→ **YOUR ASSIGNMENT**: Copy out every line of the data that has the word "wristwatch" somewhere in it.
- - - - -
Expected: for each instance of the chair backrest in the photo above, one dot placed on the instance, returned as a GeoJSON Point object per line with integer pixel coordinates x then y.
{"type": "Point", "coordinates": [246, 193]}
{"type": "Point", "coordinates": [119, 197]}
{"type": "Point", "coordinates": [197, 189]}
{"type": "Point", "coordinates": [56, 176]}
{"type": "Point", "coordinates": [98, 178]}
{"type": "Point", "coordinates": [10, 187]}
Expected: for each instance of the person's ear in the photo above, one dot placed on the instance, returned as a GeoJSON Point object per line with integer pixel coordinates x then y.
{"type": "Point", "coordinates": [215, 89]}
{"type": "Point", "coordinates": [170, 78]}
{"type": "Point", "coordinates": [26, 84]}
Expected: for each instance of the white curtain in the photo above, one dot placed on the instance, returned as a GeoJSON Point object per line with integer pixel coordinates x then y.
- - - - -
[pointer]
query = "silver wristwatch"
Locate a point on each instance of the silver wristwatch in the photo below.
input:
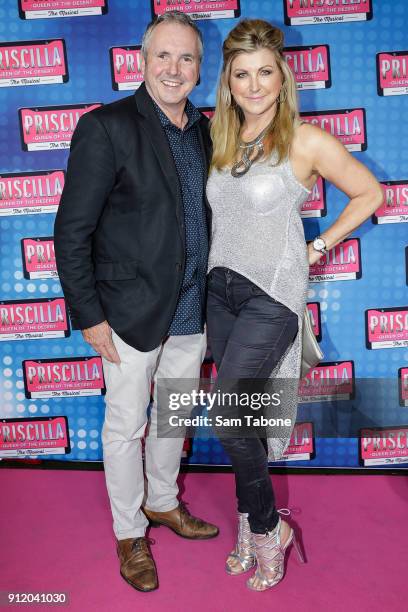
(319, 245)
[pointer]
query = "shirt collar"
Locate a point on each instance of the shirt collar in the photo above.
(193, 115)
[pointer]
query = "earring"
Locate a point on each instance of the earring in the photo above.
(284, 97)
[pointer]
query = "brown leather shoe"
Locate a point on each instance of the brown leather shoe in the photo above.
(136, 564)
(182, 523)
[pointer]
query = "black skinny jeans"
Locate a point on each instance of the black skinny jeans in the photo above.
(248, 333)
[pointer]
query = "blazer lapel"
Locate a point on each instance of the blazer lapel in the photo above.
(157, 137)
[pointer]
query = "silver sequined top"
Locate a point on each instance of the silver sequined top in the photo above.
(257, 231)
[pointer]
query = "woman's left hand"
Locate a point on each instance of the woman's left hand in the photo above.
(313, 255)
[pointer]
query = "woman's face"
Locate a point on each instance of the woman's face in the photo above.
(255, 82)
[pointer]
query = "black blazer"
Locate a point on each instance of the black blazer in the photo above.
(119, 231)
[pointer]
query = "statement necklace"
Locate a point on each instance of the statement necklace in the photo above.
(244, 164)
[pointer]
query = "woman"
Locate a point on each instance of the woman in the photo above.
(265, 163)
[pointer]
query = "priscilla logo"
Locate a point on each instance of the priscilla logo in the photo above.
- - - - -
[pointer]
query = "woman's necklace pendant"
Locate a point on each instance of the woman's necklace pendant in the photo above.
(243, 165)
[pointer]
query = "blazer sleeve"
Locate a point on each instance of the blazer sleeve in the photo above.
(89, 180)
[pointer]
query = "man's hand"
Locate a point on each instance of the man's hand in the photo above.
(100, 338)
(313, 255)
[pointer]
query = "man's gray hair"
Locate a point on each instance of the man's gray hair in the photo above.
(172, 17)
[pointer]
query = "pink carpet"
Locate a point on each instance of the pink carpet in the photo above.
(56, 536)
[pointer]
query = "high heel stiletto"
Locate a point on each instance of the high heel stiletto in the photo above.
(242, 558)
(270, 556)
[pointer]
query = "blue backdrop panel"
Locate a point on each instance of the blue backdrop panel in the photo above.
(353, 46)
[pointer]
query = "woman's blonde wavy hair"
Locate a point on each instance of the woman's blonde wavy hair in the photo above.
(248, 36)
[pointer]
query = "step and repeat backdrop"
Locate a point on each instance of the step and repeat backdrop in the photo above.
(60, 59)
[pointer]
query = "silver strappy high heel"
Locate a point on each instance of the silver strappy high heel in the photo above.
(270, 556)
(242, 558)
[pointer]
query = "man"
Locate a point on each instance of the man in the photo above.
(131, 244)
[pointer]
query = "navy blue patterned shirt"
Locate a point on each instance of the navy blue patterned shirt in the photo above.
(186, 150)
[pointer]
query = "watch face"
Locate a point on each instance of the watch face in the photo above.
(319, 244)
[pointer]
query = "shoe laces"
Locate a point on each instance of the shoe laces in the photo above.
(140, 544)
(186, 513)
- - - - -
→ **ANSWER TO THIS EXERCISE**:
query = "silver wristwatch"
Locate a point on each instance of the silver wristwatch in the photo below.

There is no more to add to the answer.